## TASK 1:
In the passage on random graphs, by what name is the graph known in which each pair of distinct vertices is joined by an edge with probability p, independently of all other pairs?

## GIVEN PASSAGE:
More generally (6.3) simply provides a lower bound on the probability that some random variable is
non-zero. It is often called the second moment method.
-
Consider a graph with \(n\) vertices. For each (unordered) pair of distinct vertices
\((v_1,v_2)\), the edge from \(v_1\) to \(v_2\) is present in the graph with probability \(p\), independent of all other pairs of vertices. This graph is known as the Erdős-Renyi graph, often denoted by
\(G(n,p)\). We are interested in whether \(G(n,p)\) contains isolated vertices, which are vertices that have no edges connected to them, as \(n\to \infty \).

[Pointing records]
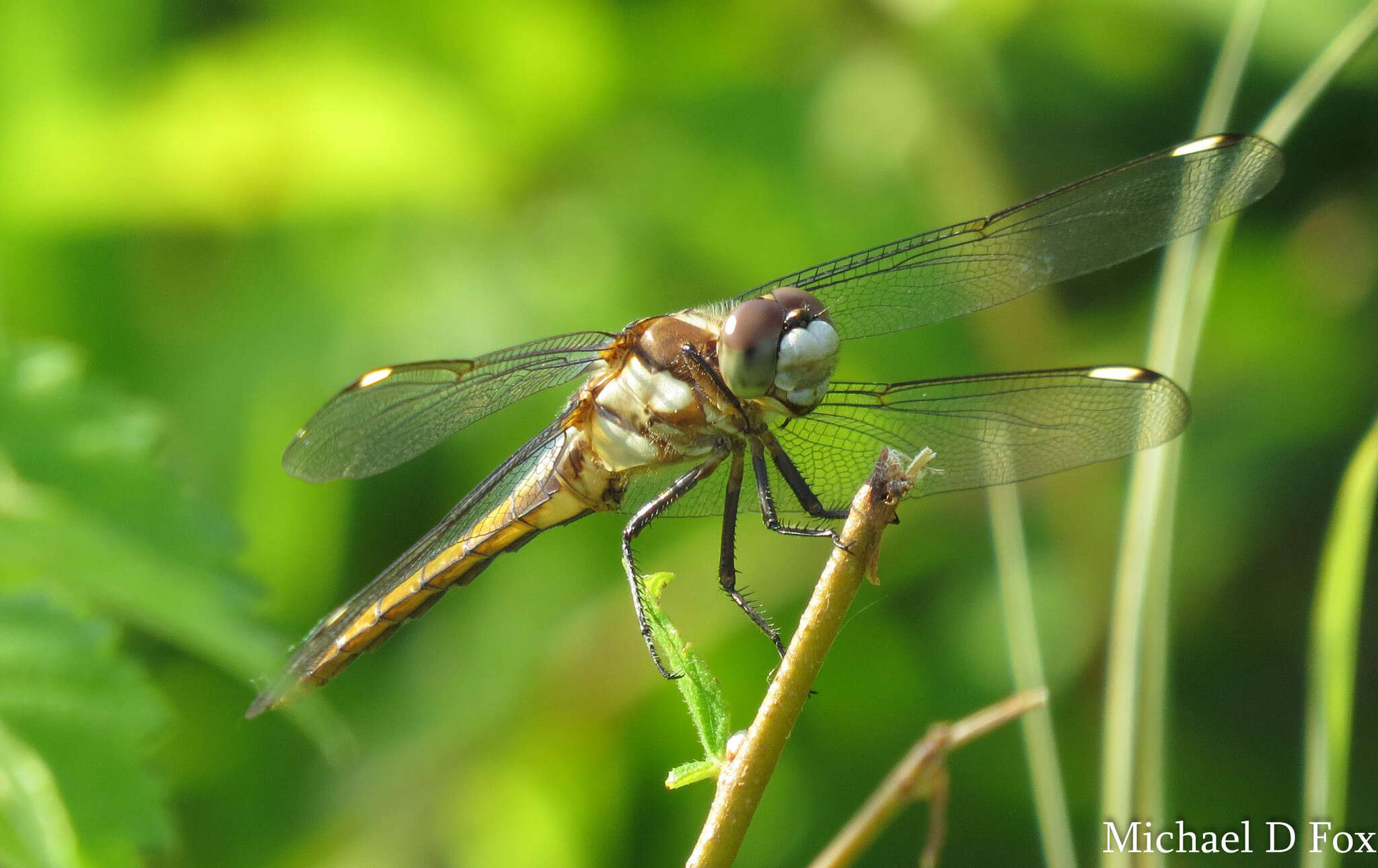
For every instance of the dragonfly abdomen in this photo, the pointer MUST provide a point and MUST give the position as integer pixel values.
(560, 486)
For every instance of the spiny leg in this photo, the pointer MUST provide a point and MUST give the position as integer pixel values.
(640, 523)
(727, 560)
(768, 511)
(797, 482)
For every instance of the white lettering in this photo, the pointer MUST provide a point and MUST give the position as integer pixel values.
(1182, 838)
(1317, 838)
(1272, 840)
(1114, 844)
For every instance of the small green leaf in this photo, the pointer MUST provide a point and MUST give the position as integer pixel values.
(702, 692)
(692, 773)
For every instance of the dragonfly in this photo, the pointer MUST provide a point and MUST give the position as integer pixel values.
(673, 410)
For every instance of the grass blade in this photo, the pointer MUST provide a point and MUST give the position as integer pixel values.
(1334, 644)
(1132, 782)
(1027, 666)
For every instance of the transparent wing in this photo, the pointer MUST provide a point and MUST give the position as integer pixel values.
(449, 531)
(986, 430)
(392, 415)
(1085, 226)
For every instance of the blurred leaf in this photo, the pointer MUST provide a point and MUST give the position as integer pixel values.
(116, 530)
(698, 686)
(76, 706)
(34, 809)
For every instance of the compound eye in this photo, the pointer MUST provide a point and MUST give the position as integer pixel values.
(793, 298)
(750, 346)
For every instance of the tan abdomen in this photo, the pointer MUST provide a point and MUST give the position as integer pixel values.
(560, 488)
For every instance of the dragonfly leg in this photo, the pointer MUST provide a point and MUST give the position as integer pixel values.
(768, 511)
(640, 523)
(727, 560)
(797, 482)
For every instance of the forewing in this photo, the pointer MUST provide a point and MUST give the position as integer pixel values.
(394, 414)
(986, 430)
(486, 497)
(1082, 227)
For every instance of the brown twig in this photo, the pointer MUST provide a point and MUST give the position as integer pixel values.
(922, 772)
(743, 777)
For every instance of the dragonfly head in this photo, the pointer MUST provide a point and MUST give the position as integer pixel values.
(781, 345)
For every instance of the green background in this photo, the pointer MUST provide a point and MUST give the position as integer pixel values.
(215, 214)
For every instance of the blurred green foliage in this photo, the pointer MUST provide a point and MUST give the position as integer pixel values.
(214, 214)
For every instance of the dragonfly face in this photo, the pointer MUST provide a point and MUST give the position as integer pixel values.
(673, 408)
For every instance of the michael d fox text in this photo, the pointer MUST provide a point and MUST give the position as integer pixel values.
(1249, 836)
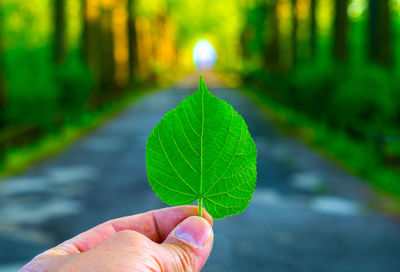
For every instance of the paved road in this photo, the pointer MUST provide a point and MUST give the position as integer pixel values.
(306, 214)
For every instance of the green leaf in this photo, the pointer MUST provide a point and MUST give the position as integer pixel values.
(203, 150)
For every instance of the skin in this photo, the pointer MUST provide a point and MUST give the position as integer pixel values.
(171, 239)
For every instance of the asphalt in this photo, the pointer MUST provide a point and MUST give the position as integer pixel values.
(306, 214)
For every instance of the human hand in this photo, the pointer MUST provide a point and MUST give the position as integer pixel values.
(171, 239)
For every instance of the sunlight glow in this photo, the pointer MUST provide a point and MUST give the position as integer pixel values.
(204, 55)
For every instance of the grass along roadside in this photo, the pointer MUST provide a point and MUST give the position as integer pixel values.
(358, 158)
(18, 159)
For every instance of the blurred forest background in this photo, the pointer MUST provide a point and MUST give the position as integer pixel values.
(329, 70)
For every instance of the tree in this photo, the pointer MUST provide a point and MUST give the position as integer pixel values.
(380, 48)
(313, 28)
(340, 30)
(272, 36)
(132, 37)
(3, 102)
(107, 49)
(59, 33)
(91, 39)
(295, 25)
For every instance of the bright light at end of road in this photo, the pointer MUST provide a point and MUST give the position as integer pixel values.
(204, 55)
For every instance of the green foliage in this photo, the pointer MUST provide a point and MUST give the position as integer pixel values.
(75, 85)
(203, 150)
(32, 93)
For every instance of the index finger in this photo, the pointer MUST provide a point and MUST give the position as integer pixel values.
(156, 225)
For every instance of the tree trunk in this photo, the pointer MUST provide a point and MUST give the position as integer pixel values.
(380, 48)
(340, 31)
(107, 50)
(91, 40)
(313, 30)
(272, 39)
(132, 37)
(295, 26)
(3, 101)
(59, 31)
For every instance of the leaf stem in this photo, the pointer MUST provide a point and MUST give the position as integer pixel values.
(200, 206)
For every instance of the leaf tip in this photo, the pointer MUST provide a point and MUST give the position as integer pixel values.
(202, 84)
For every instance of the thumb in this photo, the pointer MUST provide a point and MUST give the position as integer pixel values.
(188, 246)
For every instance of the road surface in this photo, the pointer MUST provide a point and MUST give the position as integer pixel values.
(306, 213)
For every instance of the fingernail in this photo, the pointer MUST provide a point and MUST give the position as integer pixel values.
(32, 266)
(194, 230)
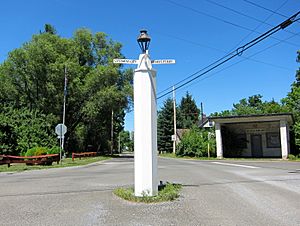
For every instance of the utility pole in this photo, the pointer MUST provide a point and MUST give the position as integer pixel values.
(174, 110)
(112, 132)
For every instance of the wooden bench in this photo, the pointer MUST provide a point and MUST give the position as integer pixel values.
(83, 154)
(30, 160)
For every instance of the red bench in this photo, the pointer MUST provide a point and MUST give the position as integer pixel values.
(30, 160)
(83, 154)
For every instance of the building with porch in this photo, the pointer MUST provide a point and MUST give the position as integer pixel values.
(255, 136)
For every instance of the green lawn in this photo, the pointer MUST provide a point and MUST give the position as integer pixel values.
(65, 163)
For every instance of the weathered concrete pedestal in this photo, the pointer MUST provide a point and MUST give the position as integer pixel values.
(145, 129)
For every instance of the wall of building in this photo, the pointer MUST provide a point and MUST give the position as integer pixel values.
(270, 136)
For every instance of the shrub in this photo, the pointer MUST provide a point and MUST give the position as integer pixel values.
(194, 143)
(292, 157)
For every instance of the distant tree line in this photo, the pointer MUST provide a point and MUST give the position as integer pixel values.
(195, 140)
(32, 90)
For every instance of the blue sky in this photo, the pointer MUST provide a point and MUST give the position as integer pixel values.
(194, 32)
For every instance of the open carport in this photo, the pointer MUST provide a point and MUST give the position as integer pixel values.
(255, 136)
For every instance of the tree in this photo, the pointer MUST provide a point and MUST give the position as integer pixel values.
(165, 127)
(194, 143)
(33, 78)
(22, 129)
(189, 112)
(292, 102)
(126, 142)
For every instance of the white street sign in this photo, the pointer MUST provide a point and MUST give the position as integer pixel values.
(166, 61)
(131, 61)
(60, 130)
(125, 61)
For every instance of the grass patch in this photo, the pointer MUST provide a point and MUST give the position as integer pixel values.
(18, 167)
(168, 192)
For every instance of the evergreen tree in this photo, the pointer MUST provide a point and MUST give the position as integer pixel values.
(165, 127)
(189, 112)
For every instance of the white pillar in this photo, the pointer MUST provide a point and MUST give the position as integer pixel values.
(145, 129)
(284, 139)
(219, 141)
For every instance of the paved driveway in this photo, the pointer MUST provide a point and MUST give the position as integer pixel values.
(214, 193)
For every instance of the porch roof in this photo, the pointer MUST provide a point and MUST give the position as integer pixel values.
(288, 117)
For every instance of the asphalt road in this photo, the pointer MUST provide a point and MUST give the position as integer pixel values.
(214, 193)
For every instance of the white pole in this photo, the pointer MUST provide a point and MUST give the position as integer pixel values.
(174, 109)
(145, 129)
(112, 132)
(64, 114)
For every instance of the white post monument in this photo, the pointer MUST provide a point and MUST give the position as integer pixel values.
(145, 120)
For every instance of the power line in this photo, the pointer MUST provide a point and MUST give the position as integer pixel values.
(271, 46)
(216, 49)
(238, 52)
(220, 19)
(262, 22)
(262, 7)
(250, 17)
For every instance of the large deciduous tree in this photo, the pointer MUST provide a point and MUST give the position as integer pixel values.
(165, 127)
(32, 77)
(293, 103)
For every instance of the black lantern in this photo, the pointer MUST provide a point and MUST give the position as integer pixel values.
(144, 40)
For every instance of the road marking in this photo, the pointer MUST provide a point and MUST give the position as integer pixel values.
(238, 165)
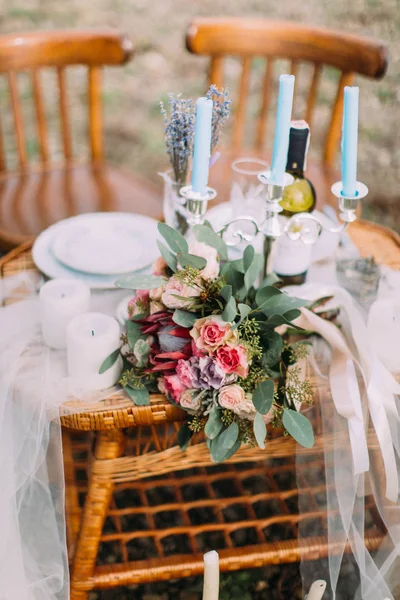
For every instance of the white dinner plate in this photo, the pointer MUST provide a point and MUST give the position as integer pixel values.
(48, 264)
(106, 243)
(324, 247)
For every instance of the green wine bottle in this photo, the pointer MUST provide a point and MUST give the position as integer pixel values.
(293, 257)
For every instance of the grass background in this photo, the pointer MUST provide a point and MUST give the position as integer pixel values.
(134, 128)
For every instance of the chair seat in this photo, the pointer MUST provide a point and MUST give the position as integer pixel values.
(32, 201)
(322, 176)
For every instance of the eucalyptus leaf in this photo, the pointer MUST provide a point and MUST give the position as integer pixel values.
(168, 256)
(140, 396)
(134, 333)
(260, 430)
(184, 436)
(190, 260)
(263, 396)
(226, 292)
(207, 235)
(142, 352)
(139, 282)
(109, 361)
(229, 312)
(248, 256)
(214, 424)
(174, 239)
(184, 318)
(253, 272)
(299, 427)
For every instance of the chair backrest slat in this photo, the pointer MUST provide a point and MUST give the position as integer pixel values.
(242, 103)
(274, 40)
(40, 116)
(313, 93)
(265, 103)
(95, 113)
(18, 119)
(64, 119)
(58, 50)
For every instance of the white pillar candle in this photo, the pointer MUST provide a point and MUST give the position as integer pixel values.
(60, 301)
(211, 576)
(91, 338)
(317, 590)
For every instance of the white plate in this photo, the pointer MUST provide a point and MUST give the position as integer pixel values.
(51, 267)
(324, 247)
(106, 243)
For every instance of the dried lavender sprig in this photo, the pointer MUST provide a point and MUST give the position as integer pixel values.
(179, 134)
(221, 111)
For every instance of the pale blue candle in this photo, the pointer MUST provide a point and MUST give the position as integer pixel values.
(349, 141)
(202, 145)
(282, 128)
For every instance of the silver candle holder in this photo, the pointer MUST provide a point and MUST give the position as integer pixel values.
(304, 226)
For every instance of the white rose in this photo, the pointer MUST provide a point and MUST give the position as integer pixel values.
(189, 401)
(211, 270)
(176, 287)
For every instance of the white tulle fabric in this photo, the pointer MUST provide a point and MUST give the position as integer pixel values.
(364, 393)
(33, 385)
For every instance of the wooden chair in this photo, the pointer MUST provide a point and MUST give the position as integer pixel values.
(33, 196)
(274, 40)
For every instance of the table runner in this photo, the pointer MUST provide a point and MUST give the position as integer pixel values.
(33, 385)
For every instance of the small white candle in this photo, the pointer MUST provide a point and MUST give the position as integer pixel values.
(60, 301)
(91, 338)
(317, 590)
(211, 576)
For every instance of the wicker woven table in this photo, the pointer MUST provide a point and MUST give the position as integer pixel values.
(133, 495)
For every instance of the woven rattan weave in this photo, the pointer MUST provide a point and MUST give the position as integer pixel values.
(132, 495)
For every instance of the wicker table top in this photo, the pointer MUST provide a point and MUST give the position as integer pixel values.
(118, 411)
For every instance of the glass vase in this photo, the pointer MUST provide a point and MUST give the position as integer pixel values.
(174, 205)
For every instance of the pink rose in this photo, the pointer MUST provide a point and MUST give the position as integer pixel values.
(159, 267)
(139, 304)
(174, 288)
(211, 332)
(233, 359)
(231, 397)
(211, 270)
(190, 401)
(174, 387)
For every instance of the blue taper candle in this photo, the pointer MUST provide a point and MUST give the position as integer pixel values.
(202, 145)
(282, 128)
(349, 141)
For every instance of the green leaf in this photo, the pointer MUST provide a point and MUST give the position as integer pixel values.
(174, 239)
(133, 333)
(229, 312)
(208, 236)
(226, 292)
(263, 396)
(253, 271)
(214, 424)
(140, 396)
(299, 427)
(167, 255)
(139, 282)
(229, 436)
(248, 257)
(142, 352)
(272, 348)
(184, 318)
(184, 436)
(260, 430)
(190, 260)
(265, 293)
(109, 361)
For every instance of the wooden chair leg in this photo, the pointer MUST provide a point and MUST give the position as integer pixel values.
(109, 445)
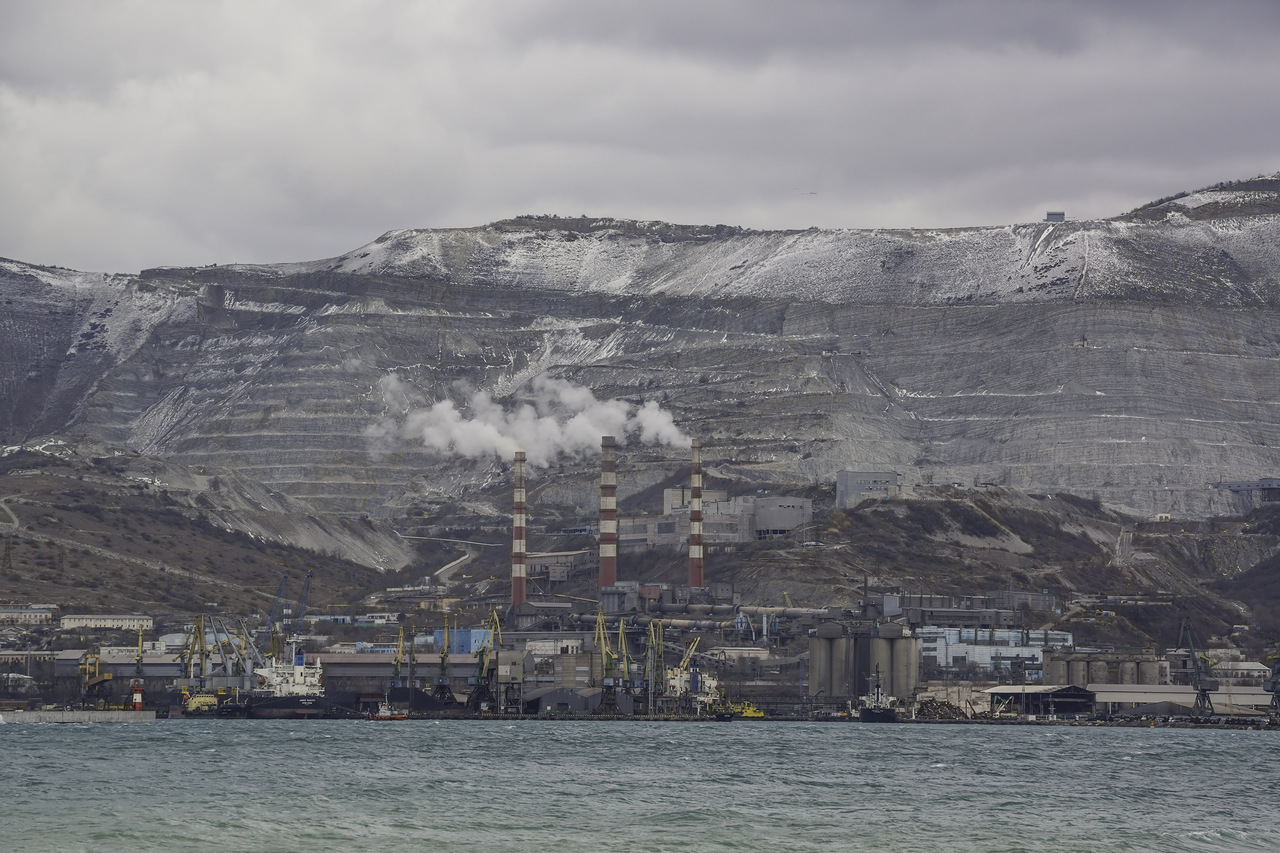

## TASK 2:
Collect every line of the listing that contains the string "small". Case counts, so a match must agree in uppercase and lowercase letters.

## EXPECTED ANSWER 1:
It is known as the Erdős-Renyi graph, often denoted by G(n,p).

## EXPECTED ANSWER 2:
For every instance of the small green leaf in this photo, the pointer MUST provide a point and MUST give the position as integer pixel values.
For every instance of the small white candle in this photo, the pointer MUST provide a point and MUST give the position as integer pixel values.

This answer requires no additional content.